Exercise instructions
Only the records, exactly as written, belong in the answer; pictures do not.

Records
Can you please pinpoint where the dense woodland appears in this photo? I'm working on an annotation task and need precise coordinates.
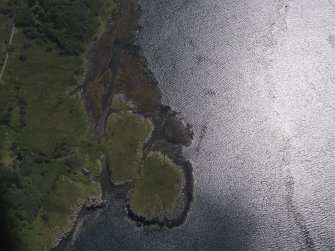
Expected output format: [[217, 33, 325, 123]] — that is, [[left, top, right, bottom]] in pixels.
[[1, 0, 107, 54]]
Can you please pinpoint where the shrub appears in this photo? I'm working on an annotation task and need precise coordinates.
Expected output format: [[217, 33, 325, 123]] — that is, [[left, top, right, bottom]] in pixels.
[[41, 211, 49, 223], [19, 53, 27, 62]]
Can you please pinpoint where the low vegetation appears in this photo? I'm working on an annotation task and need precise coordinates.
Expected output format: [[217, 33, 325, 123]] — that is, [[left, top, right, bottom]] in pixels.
[[0, 0, 116, 250], [103, 111, 152, 184], [111, 95, 132, 112]]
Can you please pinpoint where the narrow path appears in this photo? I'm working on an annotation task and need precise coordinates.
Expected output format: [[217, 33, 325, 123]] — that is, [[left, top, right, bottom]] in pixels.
[[0, 24, 15, 81]]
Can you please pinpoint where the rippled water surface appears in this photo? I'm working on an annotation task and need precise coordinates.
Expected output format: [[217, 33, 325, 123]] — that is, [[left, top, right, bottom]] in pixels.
[[73, 0, 335, 250]]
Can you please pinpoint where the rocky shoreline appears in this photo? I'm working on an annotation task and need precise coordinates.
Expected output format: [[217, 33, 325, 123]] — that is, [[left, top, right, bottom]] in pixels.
[[54, 0, 194, 249], [81, 0, 194, 227]]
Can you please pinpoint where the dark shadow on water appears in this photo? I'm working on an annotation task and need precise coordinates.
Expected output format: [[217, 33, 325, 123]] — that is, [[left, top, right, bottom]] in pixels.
[[68, 191, 257, 251]]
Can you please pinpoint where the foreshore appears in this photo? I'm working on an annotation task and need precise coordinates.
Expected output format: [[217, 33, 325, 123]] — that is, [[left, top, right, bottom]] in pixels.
[[54, 0, 194, 248]]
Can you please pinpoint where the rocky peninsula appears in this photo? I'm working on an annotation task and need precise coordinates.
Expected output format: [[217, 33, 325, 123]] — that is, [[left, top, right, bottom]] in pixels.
[[82, 0, 194, 227]]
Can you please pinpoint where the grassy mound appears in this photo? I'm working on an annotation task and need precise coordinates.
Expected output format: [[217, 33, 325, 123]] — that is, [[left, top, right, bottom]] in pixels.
[[104, 112, 152, 184], [128, 155, 182, 220]]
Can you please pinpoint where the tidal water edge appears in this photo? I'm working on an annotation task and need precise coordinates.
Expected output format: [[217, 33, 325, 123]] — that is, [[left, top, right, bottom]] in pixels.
[[70, 0, 335, 250]]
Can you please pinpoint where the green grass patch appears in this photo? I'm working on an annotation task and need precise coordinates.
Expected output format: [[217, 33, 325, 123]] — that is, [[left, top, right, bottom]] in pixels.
[[111, 95, 131, 112], [128, 155, 183, 220], [103, 111, 152, 184]]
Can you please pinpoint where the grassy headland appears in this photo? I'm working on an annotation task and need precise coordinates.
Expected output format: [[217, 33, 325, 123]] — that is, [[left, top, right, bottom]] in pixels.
[[128, 154, 183, 220]]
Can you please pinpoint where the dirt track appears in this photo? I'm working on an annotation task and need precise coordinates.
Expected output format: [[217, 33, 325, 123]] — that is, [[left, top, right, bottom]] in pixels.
[[0, 24, 15, 81]]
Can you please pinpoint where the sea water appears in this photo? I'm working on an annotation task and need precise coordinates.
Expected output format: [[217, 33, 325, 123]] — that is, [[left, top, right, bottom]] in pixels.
[[73, 1, 335, 250]]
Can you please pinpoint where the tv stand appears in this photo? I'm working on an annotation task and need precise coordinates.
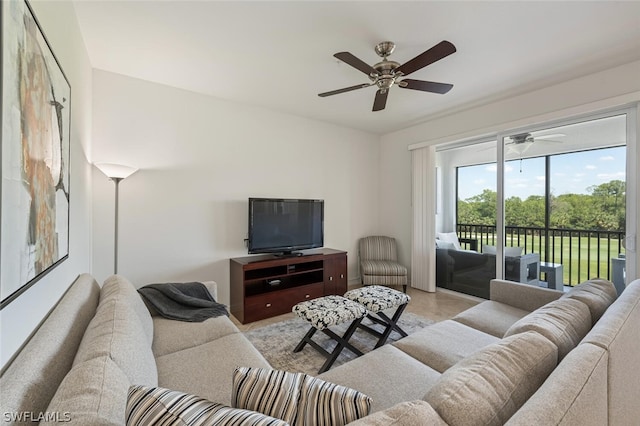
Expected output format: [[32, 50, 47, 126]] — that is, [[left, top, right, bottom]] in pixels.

Exercise output
Can you please pinpoint where the dense woodland appears in this photo? I'm working on an annotation task and need precise coordinates.
Expected output format: [[217, 33, 325, 123]] — that is, [[left, top, right, bottom]] in pixels.
[[1, 0, 107, 54]]
Can you please pinpoint where the shrub appears in this photo? I'm working on an annotation task and need precise coordinates.
Expected output format: [[217, 33, 325, 123]] — that is, [[left, top, right, bottom]] in pixels.
[[41, 211, 49, 223], [19, 53, 27, 62]]
Can you please pinpoint where the low vegetation appears in this photo? I'm working on an annotation task and need precise coordinates.
Expected output format: [[217, 33, 325, 123]] — that is, [[left, top, right, bottom]] in pixels.
[[0, 0, 116, 250], [103, 111, 152, 184], [111, 95, 132, 112]]
Can you please pinpoint where the narrow path appears in this photo? I'm working on an annotation task and need precise coordinates.
Expected output format: [[217, 33, 325, 123]] — that is, [[left, top, right, bottom]] in pixels.
[[0, 24, 15, 81]]
Can you please pinpoint where the rippled water surface appears in this photo? I'm working on an annotation task and need precise coordinates.
Expected output format: [[217, 33, 325, 123]] — that is, [[left, top, right, bottom]] in pixels.
[[73, 0, 335, 250]]
Can you please pinpoint where the rocky shoreline appears in this photo? I'm working on an annotation task and need precise coordinates.
Expected output format: [[217, 33, 325, 123]] — that is, [[left, top, right, bottom]] in pixels.
[[54, 0, 194, 249], [81, 0, 194, 227]]
Can you please pinpoint where the dark shadow on water appears in this photo? I'm working on an annotation task and need precise coordinates.
Expected output format: [[217, 33, 325, 123]] — that is, [[left, top, right, bottom]] in pixels.
[[68, 191, 257, 251]]
Can you please pinpoint where the foreshore appears in this photo? I'm working on an annotation task and need precise coordinates.
Expected output format: [[217, 33, 325, 123]] — that is, [[left, top, right, bottom]] in pixels.
[[54, 0, 194, 248]]
Can you please pinpoint where the rocky peninsula appears in this photo? I'm working on an annotation task and need precise coordinates.
Expected output format: [[217, 33, 325, 123]] — that is, [[left, top, right, bottom]] in pixels.
[[82, 0, 194, 227]]
Can you please pinpoint where the grassy mound appears in this photo? I'm working on an annotation task and need precise coordinates.
Expected output format: [[217, 33, 325, 123]] — that is, [[left, top, right, bottom]] in pixels.
[[104, 112, 152, 184], [128, 155, 182, 220]]
Can you please pinpoint where the tidal water edge appears in this photo? I'm working on an annotation task and need precise coordinates.
Expected output format: [[217, 33, 325, 123]] — that is, [[left, top, right, bottom]] in pixels.
[[70, 0, 335, 250]]
Can you please pinpoint where the green grass patch appears in this photo? I'm working on an annotation task and need precise coordinates.
Expected output format: [[217, 33, 325, 123]] — that is, [[left, top, right, bottom]] in pixels.
[[111, 95, 131, 112], [128, 155, 183, 220], [103, 111, 152, 184]]
Can you please pinpoint where the grassy headland appears in this photo? I'm working on an annotation task and need precise coordinates.
Expected output format: [[217, 33, 325, 123]] — that is, [[left, top, right, bottom]] in pixels.
[[128, 154, 183, 220]]
Can you please pinpoint where the dirt track appears in this photo? I'm working on an annotation task and need precise coordinates.
Expected output format: [[217, 33, 325, 123]] — that is, [[left, top, right, bottom]] in pixels.
[[0, 24, 15, 81]]
Can you please pinpoint where the sea water appears in this photo? I'm working on an annotation task and need precise coordinates.
Expected output format: [[217, 33, 325, 123]] — that is, [[left, top, right, bottom]] in pixels.
[[73, 1, 335, 250]]
Can you please pinpoint where the tv stand appears in this photo? I'm working on an annotation task and need precise coordinates.
Expected output format: [[32, 50, 47, 126]] — that is, [[left, top, right, bottom]] in pixels.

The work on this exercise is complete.